DATA FOR THIS TASK »
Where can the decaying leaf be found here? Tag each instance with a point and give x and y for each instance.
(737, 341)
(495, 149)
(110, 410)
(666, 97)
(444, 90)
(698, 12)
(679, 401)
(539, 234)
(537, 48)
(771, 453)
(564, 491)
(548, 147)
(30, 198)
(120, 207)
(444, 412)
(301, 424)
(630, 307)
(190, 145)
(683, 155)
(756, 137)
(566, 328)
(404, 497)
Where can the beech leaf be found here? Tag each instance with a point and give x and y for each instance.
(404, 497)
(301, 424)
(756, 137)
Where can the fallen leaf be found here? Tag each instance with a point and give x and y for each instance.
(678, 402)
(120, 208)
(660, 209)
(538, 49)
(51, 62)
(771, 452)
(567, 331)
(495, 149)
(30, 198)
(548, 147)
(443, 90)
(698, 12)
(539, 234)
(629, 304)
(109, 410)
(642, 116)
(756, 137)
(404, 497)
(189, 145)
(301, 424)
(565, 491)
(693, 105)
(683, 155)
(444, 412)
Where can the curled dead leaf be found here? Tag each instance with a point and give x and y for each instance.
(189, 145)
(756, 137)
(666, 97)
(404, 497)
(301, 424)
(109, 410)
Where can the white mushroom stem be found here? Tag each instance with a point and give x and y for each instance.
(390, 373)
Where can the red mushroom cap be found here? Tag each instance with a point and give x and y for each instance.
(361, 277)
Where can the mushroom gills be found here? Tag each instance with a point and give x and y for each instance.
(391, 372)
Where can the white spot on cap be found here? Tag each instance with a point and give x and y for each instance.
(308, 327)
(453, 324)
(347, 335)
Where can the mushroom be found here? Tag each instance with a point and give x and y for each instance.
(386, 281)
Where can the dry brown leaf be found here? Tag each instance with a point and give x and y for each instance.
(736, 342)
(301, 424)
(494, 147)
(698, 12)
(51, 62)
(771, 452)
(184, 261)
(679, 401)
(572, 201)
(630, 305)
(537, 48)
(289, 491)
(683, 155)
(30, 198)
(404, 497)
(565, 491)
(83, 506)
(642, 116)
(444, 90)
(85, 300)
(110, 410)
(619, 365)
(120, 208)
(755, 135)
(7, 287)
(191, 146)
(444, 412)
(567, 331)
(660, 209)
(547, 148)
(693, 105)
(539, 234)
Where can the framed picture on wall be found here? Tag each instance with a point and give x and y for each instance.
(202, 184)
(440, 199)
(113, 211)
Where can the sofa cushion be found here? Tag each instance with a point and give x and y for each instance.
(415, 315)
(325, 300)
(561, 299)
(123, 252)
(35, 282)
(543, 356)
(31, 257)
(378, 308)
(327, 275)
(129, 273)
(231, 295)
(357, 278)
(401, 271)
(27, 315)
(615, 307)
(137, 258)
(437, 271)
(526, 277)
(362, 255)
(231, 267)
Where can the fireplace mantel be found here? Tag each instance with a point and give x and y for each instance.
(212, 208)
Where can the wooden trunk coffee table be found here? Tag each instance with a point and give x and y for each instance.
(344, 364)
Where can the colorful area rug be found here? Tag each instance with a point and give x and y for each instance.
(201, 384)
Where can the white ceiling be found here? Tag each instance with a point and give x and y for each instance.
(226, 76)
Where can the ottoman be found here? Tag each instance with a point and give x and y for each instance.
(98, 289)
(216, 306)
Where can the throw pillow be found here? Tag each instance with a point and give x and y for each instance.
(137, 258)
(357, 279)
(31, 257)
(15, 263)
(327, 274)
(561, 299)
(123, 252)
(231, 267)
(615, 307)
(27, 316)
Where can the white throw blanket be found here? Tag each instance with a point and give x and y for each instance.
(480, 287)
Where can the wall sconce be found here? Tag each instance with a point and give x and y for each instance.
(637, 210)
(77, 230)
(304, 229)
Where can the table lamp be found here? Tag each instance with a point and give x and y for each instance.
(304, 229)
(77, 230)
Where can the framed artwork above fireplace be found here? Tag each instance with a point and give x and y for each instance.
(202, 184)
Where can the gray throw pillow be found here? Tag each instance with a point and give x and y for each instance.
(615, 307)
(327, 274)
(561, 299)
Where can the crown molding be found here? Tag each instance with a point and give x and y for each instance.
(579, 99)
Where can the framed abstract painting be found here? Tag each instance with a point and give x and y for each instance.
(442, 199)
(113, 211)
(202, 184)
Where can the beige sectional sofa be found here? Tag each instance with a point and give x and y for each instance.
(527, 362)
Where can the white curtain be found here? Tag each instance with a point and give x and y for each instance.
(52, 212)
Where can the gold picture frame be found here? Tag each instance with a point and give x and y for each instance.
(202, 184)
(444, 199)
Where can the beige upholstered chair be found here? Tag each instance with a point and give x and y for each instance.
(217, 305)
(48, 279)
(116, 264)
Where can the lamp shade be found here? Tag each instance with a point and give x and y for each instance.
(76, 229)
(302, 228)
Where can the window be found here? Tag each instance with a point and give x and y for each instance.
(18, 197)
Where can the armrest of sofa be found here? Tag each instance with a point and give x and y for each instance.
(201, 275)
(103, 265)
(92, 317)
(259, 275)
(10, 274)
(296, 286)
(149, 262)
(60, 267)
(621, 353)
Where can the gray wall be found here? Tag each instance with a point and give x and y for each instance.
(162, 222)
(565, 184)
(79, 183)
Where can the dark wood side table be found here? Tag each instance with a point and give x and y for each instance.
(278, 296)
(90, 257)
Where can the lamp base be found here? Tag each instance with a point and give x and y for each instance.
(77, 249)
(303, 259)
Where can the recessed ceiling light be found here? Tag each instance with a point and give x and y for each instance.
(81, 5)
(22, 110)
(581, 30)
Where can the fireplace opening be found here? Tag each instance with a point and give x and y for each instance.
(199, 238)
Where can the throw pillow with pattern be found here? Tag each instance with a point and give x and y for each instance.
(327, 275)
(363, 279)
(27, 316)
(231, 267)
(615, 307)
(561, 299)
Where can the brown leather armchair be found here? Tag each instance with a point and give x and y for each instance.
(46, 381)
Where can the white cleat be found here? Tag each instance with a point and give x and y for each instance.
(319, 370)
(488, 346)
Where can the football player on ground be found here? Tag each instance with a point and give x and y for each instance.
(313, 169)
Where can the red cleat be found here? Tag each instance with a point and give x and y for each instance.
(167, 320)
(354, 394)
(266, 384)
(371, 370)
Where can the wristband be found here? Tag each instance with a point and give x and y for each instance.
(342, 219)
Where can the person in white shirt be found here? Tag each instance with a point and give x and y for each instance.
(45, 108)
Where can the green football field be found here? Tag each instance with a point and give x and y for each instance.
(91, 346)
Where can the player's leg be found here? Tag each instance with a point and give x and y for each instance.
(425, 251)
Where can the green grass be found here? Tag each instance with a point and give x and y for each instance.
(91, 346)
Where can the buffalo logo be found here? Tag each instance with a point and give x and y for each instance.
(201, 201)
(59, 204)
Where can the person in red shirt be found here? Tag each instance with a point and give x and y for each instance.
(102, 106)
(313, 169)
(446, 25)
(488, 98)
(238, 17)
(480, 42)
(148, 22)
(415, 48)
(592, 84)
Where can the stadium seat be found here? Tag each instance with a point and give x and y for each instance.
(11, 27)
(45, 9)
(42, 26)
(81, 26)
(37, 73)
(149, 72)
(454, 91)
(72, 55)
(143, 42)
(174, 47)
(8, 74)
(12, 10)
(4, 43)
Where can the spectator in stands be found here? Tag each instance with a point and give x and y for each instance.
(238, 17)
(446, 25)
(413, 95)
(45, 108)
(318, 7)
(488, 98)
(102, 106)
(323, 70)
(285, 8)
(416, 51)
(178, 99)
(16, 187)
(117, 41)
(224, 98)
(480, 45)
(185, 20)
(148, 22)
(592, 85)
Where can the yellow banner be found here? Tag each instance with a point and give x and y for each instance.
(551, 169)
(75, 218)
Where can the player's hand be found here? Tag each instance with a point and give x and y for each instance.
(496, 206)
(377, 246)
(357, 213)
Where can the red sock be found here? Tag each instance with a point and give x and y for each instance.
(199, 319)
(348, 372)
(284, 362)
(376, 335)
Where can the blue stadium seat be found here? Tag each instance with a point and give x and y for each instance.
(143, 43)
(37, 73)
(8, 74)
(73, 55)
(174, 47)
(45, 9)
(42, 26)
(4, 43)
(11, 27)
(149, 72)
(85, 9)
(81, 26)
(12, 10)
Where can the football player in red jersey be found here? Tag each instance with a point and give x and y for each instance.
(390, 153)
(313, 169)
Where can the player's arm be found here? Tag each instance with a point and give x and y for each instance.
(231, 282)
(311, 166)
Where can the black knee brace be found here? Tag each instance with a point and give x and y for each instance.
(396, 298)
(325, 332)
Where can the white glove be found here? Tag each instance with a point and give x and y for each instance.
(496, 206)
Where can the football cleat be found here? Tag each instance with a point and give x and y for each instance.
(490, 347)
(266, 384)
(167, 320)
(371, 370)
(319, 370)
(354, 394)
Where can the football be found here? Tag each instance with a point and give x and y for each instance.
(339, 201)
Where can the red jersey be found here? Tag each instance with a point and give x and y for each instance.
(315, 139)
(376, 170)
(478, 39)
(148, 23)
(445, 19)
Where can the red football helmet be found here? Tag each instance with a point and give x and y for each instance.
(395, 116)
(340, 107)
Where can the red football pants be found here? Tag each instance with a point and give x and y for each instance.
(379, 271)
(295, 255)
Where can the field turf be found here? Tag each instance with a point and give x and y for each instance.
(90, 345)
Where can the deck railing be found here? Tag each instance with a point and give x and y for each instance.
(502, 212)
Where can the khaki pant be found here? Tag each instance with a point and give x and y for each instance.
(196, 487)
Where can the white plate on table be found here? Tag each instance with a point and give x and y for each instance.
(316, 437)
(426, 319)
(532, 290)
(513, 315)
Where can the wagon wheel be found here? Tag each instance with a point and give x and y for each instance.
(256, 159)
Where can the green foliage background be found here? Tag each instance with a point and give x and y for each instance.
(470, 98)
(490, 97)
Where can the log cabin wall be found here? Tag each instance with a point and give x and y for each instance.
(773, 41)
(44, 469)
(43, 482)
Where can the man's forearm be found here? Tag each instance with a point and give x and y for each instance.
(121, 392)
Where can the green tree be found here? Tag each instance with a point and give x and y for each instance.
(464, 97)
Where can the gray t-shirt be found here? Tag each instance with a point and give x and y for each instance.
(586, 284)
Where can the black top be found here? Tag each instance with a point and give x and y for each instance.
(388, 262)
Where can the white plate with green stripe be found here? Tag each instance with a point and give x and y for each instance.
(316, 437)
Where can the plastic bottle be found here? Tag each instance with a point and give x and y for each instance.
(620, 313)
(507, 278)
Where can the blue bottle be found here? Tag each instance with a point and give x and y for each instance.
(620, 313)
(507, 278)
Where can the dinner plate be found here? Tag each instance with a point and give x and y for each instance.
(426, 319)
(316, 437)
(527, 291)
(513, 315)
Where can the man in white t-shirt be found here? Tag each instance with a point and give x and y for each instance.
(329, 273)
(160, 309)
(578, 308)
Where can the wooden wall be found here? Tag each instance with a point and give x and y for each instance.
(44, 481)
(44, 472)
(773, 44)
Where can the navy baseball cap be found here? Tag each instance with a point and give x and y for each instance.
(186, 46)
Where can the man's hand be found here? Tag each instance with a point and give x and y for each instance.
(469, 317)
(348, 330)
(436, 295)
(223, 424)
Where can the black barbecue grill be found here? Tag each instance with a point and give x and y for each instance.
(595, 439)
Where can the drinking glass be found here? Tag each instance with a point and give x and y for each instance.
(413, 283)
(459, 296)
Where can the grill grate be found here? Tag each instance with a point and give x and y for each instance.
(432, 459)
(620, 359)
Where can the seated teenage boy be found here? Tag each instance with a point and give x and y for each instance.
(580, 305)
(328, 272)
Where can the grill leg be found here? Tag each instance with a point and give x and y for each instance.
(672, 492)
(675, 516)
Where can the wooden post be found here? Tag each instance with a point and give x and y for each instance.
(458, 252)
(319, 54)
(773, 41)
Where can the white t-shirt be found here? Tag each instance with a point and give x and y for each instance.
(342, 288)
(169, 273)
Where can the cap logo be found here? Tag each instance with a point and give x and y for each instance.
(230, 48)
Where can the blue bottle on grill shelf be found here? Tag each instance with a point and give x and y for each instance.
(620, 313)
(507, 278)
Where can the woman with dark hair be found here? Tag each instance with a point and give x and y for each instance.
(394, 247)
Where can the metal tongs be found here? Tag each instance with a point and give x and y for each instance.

ABOUT THIS EXERCISE »
Nothing outside the span should appear: transcribe the lines from the one containing "Where can the cap" through the last line of the records.

SOLUTION BELOW »
Where can the cap logo be found here? Tag each instance with a point and give x and y for each instance.
(230, 48)
Where can the blue bottle on grill shelf be found here? Tag each instance with a point and give x and y for each instance.
(620, 313)
(507, 278)
Where can the woman with dark hair be found here? Tag each instance with a point and give x and y for each instance.
(394, 247)
Where can the metal tongs be found here? Tag each instance with a point and give x and y for each instance.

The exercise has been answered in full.